──────── Trecho do documento
Ambientado nas festas de final de ano em Forth Worth, Texas, o filme não cita as palavras “Aids” ou “homossexual”. E em nenhum momento trata o protagonista de Smith como um doente terminal – ao contrário, reforça uma vivacidade nos vínculos estabelecidos com o caçula Andrew (Aidan Langford) e velhos conhecidos – como erroneamente pecou-se em inúmeras produções, sobretudo em décadas passadas, quando a Aids ceifava suas vítimas.
“O ano de 1985” é um exercício de escuta.
Fã de Madonna e outros ícones da comunidade LGBT, o pequeno Andrew escuta a rainha do pop às escondidas, pois o pastor da igreja havia queimado todos os discos do vizinho do fim da rua. Adrian, sempre de fones de ouvido, presenteia o pequeno com um vale da Tower Records e um gravador.
────────────────
──────── Bloco de dados
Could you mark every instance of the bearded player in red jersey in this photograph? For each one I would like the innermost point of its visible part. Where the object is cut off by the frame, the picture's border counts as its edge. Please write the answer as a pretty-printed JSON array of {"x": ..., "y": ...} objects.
────────────────
* O que fazer:
a) As afirmações abaixo concordam com o trecho sobre o filme? Responda sim ou não a cada uma e cite as palavras do trecho que decidem a resposta.
(i) O filme se passa durante as festas de final de ano, no Texas.
(ii) O filme trata o protagonista como um doente terminal.
(iii) Adrian presenteia Andrew com um vale da Tower Records e um gravador.
b) Retome o trecho sobre o filme a partir da última frase apresentada.

* Respostas por tarefa:
a)
(i) Sim: “Ambientado nas festas de final de ano em Forth Worth, Texas”.
(ii) Não: “em nenhum momento trata o protagonista de Smith como um doente terminal”.
(iii) Sim: “Adrian, sempre de fones de ouvido, presenteia o pequeno com um vale da Tower Records e um gravador”.

b)
Eles se entendem, curtem cinema, música e cultura pop, renasce uma afetuosa relação ali.
Respaldados pelo cotidiano, os diálogos propostos para os atores são poderosos e delicados, mesmo o filme esbarrando em tensões corriqueiras, “Ainda que retratada de forma errada, as questões da Aids e da frustração no amor são temas presentes no meio gay, existem maneiras interessantes de se tratar esses assuntos, sem descambar para o estereótipo, no ‘1985’ a queda do personagem é contemplada de forma simbólica, é um filme lindo”, completou Quinalha.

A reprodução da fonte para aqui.